##### Text block

House and Senate Committees Kill Bills at Deadline for Approval
Hundreds of bills introduced in the House and Senate were killed on Friday when they were not approved before the close of business on February 22—the last day for passing bills out of committee in the house of origin.
Having reached the first cut-off date, action now turns to the fiscal committees in the House and Senate which have until the close of business on Friday, March 1 to approve bills that that pose a fiscal impact for the state. Following the cut-off for fiscal committees, all legislative activity will turn to the floors of the House and Senate. The cut-off resolution calls for bills in the house of origin to be approved by Wednesday, March 13 at 5:00 p.m. With rare exception, bills failing to be approved by the cut-off dates will not be considered further this session.
House Committee Approves OIC Request Bill Intended to Allow Consideration of Financial Reserves when Non-Profit Health Plans Make Rate Filings
Senate Committee Approves SB 5065—ACLI Proposal to Adopt Section 711 of the NAIC Insurance Receivership Model Act
The Senate Financial Institutions and Insurance Committee has approved SB 5065—a measure that would enact section 711 of the NAIC Insurance Receivership Model Act (IRMA), establishing a framework for recognizing netting agreements of qualified financial contracts between a life insurer and one or more counterparties. The bill was requested by the American Council of Life Insurers. The committee approved the measure on a vote of 6-1, and referred the bill to the Senate Ways and Means Committee for consideration.
When the bill was considered at hearing, Representatives from the American Council of Life Insurers and Symetra Financial testified in support of the bill—noting that this language has been enacted in at least 20 states and was adopted unanimously by the National Association of Insurance Commissioners as a Model Act. A companion measure in the House—SHB 1033—has already been considered and approved by the House Business & Financial Services Committee. The House measure was approved on a committee vote of 14-0. The measure has been referred to the House Rules Committee in preparation for consideration on the House floor.

##########

Directives
- A) According to the legislative update, what was the vote by which the House Business & Financial Services Committee approved SHB 1033?
- B) Write out everything in the legislative update from "Having reached the" down to "further this session.".

##### Provided material

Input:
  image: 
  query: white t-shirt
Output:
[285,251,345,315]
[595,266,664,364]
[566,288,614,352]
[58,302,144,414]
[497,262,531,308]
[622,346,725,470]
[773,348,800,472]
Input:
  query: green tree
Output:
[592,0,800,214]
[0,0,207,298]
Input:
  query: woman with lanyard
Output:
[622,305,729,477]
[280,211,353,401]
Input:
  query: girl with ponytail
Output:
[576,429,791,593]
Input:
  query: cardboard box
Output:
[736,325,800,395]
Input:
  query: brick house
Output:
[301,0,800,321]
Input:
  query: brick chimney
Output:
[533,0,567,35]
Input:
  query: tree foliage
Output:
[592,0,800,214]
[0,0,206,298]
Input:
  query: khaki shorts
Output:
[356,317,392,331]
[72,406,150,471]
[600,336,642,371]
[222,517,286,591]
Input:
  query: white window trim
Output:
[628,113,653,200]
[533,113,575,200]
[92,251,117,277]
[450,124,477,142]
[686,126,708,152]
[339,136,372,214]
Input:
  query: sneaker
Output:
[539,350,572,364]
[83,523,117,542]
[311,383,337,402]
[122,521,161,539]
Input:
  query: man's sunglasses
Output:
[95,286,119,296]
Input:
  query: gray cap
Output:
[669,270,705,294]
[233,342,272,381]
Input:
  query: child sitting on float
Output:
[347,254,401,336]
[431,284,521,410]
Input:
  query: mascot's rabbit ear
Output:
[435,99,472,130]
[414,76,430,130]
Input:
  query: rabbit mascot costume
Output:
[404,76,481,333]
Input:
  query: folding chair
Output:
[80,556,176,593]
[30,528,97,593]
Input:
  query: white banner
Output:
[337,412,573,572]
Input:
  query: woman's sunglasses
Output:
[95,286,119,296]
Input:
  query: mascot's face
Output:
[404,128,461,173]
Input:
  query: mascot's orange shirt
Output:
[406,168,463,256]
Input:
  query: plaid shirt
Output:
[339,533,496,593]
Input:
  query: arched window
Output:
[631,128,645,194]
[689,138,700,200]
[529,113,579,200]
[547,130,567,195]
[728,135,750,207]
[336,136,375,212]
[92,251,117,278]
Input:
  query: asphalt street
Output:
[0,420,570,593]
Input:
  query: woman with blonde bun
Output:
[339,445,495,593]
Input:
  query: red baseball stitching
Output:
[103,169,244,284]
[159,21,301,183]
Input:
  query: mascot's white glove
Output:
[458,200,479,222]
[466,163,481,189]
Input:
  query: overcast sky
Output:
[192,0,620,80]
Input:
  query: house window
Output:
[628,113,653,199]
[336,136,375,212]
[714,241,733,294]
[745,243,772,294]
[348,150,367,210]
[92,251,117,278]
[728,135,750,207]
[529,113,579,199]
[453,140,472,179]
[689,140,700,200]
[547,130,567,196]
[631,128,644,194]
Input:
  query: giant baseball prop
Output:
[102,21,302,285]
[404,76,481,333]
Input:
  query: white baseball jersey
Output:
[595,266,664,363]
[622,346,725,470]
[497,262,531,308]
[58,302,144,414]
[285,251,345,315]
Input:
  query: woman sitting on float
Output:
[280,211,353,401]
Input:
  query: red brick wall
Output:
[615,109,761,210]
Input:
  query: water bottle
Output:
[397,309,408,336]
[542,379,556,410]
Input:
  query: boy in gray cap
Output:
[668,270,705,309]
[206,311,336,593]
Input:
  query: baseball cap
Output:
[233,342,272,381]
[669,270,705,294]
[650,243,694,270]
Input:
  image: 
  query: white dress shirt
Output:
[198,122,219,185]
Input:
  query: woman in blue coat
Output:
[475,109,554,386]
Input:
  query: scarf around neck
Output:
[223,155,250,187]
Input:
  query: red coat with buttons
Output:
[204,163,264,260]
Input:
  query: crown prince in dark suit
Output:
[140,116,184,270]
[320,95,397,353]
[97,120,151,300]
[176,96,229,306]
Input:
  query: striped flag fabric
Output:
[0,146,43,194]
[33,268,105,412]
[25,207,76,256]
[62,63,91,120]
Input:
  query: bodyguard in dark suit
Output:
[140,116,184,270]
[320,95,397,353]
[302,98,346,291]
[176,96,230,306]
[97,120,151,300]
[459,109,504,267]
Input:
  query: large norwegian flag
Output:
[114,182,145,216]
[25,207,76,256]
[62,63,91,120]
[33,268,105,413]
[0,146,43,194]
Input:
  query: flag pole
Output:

##########

Expected results
- A) 14-0

- B)
Having reached the first cut-off date, action now turns to the fiscal committees in the House and Senate which have until the close of business on Friday, March 1 to approve bills that that pose a fiscal impact for the state. Following the cut-off for fiscal committees, all legislative activity will turn to the floors of the House and Senate. The cut-off resolution calls for bills in the house of origin to be approved by Wednesday, March 13 at 5:00 p.m. With rare exception, bills failing to be approved by the cut-off dates will not be considered further this session.